**What is asked**
Format as a numbered list the lines of the listing starting with the line containing "Target: purple flower" and going on through the end of the listing, omitting blank lines.

(Items in a dataset)
┌──

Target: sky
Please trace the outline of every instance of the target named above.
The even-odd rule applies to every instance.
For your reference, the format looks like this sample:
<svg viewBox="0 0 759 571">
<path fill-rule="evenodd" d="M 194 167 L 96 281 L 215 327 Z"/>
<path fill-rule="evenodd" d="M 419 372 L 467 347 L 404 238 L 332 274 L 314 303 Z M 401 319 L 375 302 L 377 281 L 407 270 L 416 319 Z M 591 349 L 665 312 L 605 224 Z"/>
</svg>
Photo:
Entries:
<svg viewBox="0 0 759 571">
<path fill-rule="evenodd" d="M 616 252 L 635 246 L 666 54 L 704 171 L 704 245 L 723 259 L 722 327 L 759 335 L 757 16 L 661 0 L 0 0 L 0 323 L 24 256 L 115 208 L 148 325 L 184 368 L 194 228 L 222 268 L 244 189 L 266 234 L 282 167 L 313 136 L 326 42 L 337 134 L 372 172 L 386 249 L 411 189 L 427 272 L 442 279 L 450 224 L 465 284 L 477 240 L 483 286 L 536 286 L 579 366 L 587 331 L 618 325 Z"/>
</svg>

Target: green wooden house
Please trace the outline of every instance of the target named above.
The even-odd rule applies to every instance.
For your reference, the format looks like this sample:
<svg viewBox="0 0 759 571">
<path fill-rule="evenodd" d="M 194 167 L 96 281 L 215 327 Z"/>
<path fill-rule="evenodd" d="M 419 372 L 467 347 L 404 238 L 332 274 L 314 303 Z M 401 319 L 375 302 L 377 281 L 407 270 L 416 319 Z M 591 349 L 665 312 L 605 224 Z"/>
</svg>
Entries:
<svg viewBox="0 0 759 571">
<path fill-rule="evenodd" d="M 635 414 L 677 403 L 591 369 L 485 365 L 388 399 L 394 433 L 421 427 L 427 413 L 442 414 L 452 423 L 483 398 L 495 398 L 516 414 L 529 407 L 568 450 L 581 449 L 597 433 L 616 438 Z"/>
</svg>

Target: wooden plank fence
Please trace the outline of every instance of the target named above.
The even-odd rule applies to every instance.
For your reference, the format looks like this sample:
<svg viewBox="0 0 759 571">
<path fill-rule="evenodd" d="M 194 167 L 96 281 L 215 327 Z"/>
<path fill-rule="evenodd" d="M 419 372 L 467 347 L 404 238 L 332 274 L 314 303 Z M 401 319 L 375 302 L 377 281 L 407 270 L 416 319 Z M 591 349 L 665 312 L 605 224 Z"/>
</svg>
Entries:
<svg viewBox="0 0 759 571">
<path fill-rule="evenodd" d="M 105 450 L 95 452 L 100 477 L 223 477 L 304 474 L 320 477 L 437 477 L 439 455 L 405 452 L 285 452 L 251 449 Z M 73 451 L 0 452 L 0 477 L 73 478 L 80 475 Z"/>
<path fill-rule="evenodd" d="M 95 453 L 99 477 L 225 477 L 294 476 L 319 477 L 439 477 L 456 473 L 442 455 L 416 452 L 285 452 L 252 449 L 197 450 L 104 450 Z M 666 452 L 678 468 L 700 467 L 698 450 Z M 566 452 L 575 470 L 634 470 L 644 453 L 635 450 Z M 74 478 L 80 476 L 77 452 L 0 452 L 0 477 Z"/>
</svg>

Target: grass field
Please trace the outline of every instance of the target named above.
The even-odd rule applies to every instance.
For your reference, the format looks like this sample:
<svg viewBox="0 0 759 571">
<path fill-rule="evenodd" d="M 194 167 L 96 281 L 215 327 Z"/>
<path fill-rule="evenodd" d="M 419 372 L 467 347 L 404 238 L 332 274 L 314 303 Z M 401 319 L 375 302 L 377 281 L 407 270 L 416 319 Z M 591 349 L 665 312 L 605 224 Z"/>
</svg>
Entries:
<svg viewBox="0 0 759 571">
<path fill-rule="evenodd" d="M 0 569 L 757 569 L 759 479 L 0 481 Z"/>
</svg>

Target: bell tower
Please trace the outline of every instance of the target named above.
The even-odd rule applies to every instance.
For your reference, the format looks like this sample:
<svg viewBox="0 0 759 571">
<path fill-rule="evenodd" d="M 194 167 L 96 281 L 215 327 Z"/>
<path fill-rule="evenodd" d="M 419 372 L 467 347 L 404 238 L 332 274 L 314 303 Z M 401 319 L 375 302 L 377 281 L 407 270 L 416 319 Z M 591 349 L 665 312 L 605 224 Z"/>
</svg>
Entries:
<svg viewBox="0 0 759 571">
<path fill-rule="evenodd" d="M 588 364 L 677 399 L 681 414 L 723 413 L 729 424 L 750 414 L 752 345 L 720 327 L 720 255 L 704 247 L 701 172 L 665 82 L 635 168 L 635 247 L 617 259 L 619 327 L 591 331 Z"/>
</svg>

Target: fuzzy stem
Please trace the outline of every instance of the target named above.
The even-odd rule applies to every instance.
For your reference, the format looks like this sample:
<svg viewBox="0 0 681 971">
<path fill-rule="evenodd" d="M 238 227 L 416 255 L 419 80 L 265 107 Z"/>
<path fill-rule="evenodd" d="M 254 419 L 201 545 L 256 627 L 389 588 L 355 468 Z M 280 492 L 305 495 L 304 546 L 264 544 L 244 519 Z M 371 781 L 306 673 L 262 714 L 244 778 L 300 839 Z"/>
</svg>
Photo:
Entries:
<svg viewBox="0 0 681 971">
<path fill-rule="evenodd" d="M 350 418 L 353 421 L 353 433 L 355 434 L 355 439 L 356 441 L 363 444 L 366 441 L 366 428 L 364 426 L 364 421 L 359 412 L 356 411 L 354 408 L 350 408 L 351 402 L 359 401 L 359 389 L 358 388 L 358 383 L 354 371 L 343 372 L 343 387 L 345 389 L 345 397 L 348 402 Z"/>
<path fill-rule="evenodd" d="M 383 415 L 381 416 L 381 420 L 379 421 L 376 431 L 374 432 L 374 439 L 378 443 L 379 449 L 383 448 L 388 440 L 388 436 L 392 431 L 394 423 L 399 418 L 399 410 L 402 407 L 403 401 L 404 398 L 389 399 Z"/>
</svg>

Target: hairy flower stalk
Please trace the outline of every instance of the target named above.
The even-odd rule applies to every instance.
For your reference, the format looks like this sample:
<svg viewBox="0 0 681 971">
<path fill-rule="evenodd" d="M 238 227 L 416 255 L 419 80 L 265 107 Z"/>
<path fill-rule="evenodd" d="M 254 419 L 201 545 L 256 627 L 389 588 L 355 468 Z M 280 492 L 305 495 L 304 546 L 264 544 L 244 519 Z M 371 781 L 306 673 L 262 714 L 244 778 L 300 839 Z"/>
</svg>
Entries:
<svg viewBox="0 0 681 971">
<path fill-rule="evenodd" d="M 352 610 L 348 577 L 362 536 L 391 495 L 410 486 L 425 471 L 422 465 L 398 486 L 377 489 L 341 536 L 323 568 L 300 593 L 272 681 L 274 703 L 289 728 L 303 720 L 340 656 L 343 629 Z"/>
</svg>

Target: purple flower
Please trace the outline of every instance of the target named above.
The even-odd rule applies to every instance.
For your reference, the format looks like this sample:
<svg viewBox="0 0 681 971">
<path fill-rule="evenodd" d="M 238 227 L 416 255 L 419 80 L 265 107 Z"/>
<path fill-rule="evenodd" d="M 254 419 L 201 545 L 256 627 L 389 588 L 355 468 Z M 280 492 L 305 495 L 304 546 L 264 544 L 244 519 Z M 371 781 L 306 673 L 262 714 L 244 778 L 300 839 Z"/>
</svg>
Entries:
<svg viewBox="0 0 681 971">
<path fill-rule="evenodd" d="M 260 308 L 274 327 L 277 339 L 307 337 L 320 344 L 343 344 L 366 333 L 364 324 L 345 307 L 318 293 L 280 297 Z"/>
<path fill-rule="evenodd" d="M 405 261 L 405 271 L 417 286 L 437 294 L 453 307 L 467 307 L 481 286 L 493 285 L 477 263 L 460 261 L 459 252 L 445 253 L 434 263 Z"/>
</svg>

└──

**Output of the exercise**
1. Target: purple flower
2. Please trace the outline of every instance of the target named above.
3. The even-odd rule applies to every instance.
4. For your reference, the format looks like this sample:
5. <svg viewBox="0 0 681 971">
6. <path fill-rule="evenodd" d="M 238 227 L 416 255 L 419 80 L 265 107 Z"/>
7. <path fill-rule="evenodd" d="M 254 419 L 201 545 L 256 627 L 389 588 L 355 468 Z M 280 492 L 305 495 L 304 546 L 264 544 L 244 519 Z M 371 781 L 306 673 L 262 714 L 244 778 L 300 839 Z"/>
8. </svg>
9. Entries:
10. <svg viewBox="0 0 681 971">
11. <path fill-rule="evenodd" d="M 260 308 L 274 327 L 277 339 L 307 337 L 320 344 L 343 344 L 366 333 L 364 324 L 345 307 L 318 293 L 280 297 Z"/>
12. <path fill-rule="evenodd" d="M 405 261 L 405 271 L 417 286 L 437 294 L 453 307 L 467 307 L 481 286 L 493 285 L 477 263 L 460 261 L 459 252 L 445 253 L 434 263 Z"/>
13. </svg>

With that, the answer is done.